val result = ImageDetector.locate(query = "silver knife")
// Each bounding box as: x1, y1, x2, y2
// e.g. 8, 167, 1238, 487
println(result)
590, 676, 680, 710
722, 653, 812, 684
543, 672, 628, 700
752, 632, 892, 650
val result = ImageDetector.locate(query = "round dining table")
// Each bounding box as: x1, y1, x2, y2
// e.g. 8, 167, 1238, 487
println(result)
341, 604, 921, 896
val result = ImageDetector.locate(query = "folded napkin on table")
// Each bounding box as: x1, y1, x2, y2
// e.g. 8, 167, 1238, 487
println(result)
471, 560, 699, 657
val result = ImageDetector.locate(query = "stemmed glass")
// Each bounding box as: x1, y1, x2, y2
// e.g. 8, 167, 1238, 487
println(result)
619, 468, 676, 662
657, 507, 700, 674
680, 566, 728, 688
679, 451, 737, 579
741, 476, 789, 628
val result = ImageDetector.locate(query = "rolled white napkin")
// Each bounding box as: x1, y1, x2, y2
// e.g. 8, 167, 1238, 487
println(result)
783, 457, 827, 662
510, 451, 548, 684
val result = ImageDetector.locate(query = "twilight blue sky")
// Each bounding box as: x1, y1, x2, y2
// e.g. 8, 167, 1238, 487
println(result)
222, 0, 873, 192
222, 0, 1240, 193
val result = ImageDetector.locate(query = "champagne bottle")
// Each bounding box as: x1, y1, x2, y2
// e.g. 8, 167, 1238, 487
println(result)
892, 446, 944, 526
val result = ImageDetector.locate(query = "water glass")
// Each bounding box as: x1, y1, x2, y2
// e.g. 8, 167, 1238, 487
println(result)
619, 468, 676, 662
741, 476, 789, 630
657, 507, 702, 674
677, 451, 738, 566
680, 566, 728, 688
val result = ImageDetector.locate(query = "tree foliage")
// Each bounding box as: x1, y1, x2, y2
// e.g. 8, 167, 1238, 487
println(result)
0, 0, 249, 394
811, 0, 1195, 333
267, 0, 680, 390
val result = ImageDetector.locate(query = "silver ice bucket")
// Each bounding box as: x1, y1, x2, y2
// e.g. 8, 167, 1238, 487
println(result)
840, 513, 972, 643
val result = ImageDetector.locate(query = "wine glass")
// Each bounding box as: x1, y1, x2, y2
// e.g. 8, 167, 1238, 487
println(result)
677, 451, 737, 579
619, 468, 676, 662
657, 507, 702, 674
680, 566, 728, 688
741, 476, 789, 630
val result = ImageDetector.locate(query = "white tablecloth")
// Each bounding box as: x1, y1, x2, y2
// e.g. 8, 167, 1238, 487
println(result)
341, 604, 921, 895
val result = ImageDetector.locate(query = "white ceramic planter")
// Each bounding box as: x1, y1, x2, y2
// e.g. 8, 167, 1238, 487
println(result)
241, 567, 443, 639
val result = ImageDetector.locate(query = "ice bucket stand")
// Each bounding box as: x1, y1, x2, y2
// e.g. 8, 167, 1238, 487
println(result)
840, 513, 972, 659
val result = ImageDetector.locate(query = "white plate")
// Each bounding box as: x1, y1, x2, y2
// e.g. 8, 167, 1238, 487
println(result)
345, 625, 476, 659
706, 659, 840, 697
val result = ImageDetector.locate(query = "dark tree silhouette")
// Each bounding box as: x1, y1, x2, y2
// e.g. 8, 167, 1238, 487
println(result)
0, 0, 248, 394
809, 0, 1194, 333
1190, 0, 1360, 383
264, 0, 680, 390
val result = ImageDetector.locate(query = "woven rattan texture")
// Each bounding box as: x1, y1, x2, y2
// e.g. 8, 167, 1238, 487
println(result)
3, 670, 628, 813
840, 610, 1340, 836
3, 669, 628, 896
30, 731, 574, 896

::::::

• Exercise: Count how many lines in the material above contain the string "silver", and reply with that number alone.

• Answer for the task: 2